Problem requirements —
Run through the records and, wherever a line holds the word "below", return that line.

Dataset entries
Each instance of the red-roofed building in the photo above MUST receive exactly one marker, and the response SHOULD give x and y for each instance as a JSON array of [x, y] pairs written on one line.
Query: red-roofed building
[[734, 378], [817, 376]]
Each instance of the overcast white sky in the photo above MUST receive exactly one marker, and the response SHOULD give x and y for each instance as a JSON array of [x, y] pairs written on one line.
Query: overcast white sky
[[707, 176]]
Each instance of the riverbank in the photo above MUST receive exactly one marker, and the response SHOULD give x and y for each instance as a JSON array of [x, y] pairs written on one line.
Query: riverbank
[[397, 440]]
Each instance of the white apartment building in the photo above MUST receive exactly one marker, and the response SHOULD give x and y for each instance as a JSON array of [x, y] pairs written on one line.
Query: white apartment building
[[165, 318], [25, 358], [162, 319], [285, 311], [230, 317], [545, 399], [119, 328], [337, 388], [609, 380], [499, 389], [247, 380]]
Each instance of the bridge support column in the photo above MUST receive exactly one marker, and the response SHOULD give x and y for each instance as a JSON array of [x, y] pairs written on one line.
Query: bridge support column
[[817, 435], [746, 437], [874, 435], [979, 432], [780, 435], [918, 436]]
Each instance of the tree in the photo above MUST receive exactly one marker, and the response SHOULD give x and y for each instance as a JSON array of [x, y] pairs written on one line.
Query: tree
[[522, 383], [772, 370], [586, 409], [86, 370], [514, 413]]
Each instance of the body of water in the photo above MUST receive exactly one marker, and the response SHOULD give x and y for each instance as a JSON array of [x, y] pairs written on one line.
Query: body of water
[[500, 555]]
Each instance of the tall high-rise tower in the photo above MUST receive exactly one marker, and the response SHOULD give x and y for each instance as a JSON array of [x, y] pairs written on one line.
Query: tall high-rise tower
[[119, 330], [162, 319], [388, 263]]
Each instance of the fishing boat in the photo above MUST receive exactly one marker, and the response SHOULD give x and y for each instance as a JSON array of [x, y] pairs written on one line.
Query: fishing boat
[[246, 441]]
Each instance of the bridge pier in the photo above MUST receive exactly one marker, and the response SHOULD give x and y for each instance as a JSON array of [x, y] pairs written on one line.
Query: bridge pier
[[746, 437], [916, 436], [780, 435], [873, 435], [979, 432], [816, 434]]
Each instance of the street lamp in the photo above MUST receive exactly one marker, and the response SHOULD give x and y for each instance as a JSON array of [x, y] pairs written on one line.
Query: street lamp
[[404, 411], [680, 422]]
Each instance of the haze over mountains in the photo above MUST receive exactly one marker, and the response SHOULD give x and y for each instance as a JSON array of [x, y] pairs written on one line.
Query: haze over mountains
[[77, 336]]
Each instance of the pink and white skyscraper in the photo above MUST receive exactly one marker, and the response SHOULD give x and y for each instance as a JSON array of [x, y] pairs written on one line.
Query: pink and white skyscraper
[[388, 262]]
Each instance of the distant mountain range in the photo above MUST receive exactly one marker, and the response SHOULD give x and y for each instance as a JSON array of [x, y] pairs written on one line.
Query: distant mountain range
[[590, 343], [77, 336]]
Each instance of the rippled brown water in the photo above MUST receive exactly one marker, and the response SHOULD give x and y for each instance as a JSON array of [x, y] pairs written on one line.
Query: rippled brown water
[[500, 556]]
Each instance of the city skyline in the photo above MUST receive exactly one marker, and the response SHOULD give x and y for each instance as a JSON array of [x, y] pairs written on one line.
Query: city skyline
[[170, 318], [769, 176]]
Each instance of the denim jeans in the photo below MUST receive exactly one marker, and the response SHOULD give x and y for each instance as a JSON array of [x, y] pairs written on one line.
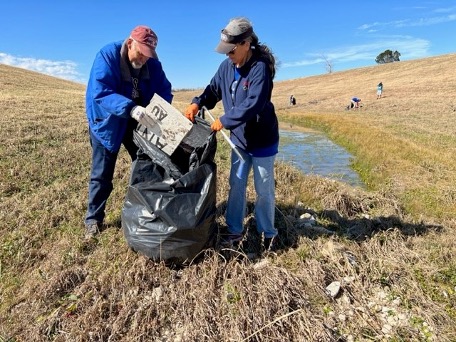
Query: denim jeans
[[263, 175], [101, 175]]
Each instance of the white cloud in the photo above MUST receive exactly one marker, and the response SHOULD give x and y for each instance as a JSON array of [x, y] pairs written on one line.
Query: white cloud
[[61, 69]]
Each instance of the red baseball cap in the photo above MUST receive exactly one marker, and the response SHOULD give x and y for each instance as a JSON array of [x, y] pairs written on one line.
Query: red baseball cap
[[147, 40]]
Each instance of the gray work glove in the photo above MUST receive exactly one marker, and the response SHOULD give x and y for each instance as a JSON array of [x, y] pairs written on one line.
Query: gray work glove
[[139, 114]]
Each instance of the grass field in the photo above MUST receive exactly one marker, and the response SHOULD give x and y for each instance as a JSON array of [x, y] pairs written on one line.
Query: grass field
[[390, 247]]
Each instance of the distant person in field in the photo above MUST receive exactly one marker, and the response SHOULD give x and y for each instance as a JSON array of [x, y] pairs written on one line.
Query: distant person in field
[[244, 82], [124, 77], [355, 103], [379, 90], [292, 100]]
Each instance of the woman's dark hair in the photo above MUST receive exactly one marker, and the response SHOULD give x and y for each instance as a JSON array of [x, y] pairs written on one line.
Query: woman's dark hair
[[263, 51], [260, 50]]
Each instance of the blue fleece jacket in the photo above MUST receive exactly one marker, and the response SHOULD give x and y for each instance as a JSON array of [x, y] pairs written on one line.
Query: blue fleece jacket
[[111, 88], [249, 112]]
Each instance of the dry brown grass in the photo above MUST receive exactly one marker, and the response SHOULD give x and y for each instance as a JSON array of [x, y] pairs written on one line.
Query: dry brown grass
[[395, 266]]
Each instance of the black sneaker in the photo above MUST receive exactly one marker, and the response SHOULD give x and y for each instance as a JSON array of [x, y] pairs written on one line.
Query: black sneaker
[[231, 240], [92, 229]]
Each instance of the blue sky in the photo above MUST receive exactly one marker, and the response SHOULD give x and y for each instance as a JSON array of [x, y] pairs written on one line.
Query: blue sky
[[61, 38]]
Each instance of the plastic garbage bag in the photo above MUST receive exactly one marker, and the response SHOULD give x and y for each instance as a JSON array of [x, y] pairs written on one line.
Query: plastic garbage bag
[[170, 206]]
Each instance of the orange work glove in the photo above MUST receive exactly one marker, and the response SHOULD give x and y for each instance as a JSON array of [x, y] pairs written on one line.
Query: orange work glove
[[191, 112], [216, 125]]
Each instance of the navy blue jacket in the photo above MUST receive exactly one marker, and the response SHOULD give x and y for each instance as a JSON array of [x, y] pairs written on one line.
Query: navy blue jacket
[[109, 92], [249, 112]]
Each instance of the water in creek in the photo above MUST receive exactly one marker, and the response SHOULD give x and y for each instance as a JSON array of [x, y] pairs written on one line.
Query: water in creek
[[313, 153]]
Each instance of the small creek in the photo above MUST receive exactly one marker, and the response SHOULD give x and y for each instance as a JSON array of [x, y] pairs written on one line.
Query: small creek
[[313, 153]]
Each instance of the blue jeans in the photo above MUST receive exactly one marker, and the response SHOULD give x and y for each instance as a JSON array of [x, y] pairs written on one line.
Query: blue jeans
[[263, 175], [101, 175]]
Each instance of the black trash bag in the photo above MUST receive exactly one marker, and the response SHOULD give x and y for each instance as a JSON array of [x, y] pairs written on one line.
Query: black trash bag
[[170, 206]]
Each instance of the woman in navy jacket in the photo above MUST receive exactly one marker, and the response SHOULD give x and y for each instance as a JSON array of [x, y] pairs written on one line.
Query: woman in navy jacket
[[244, 82], [124, 77]]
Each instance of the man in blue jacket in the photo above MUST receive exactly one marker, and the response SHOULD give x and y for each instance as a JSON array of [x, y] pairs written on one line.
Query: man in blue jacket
[[124, 77]]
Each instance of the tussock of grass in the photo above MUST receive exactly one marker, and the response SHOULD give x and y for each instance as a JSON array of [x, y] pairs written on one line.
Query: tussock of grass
[[390, 247]]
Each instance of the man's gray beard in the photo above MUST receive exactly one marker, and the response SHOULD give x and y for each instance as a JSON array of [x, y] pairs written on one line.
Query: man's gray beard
[[136, 65]]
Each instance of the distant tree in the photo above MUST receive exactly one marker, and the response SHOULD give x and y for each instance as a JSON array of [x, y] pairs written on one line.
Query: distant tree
[[388, 56]]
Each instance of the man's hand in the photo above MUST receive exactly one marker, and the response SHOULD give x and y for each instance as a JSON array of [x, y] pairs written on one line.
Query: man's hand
[[139, 114], [191, 112], [216, 125]]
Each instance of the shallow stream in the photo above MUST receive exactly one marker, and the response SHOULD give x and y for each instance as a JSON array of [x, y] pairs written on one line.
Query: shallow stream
[[313, 153]]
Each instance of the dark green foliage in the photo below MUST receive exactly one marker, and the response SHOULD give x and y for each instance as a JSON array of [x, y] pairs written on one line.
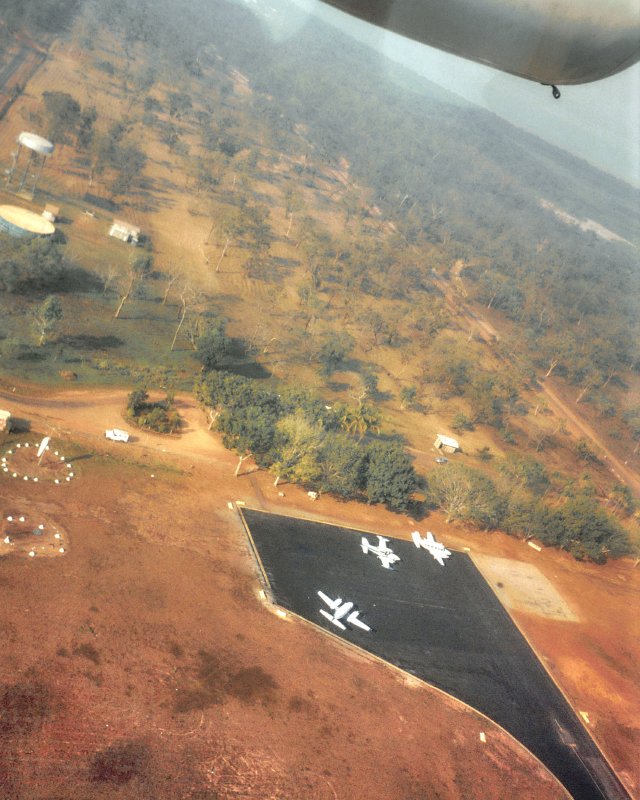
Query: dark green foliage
[[588, 532], [342, 463], [213, 346], [49, 16], [580, 526], [389, 475], [121, 762], [45, 317], [159, 416], [468, 495]]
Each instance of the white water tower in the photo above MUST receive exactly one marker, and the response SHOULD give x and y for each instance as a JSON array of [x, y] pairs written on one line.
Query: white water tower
[[28, 172]]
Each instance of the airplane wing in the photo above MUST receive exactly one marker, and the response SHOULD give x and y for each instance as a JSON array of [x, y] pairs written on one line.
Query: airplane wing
[[344, 609], [333, 604], [352, 619], [332, 619]]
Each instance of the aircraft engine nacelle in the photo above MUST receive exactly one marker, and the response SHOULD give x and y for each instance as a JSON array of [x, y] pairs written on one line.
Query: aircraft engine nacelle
[[549, 41]]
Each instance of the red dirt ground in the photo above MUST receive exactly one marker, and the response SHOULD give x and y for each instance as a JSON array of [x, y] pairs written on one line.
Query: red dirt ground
[[155, 608]]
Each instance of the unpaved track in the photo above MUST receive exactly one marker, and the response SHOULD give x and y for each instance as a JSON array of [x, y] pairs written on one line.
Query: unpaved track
[[91, 412], [575, 422]]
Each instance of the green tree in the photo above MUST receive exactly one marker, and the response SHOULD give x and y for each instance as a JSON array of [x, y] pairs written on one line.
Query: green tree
[[389, 475], [342, 466], [295, 449], [589, 532], [467, 495], [213, 346], [46, 316]]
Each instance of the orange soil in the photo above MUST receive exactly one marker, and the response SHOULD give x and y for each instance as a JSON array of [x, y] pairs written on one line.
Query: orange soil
[[164, 560]]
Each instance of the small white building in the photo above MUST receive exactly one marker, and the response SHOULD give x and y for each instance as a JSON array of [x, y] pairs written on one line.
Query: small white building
[[446, 444], [124, 231], [116, 435]]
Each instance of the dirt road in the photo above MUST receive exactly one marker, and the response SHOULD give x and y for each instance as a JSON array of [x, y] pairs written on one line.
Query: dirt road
[[89, 412], [576, 424]]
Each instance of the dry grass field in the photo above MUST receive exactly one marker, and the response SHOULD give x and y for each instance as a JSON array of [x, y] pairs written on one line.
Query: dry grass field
[[155, 608], [148, 632]]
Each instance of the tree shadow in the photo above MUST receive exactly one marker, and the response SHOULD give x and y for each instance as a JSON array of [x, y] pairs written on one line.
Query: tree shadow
[[83, 341]]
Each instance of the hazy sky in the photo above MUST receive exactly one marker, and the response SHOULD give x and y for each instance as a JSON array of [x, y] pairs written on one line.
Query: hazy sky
[[599, 122]]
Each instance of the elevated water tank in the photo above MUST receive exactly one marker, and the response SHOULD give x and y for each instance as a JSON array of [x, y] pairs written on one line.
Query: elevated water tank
[[36, 143], [23, 224]]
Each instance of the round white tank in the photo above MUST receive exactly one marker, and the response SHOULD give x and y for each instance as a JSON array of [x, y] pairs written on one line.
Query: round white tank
[[37, 143]]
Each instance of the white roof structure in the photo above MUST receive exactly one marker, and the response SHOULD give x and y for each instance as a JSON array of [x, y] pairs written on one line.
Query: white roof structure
[[446, 441], [124, 231], [36, 143]]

Problem solution —
Each instance of the denim jeans in the photo below MUST receive exactly one marker, and the response SHOULD give x and y for each instance as a JSON array of [x, y] pairs written on one line.
Each instance of the dark green foliage in the photo below MUST receive exactly one marker, and the response SHOULD give x and y for each instance as a JSON array of [x, y] pairs written on one line.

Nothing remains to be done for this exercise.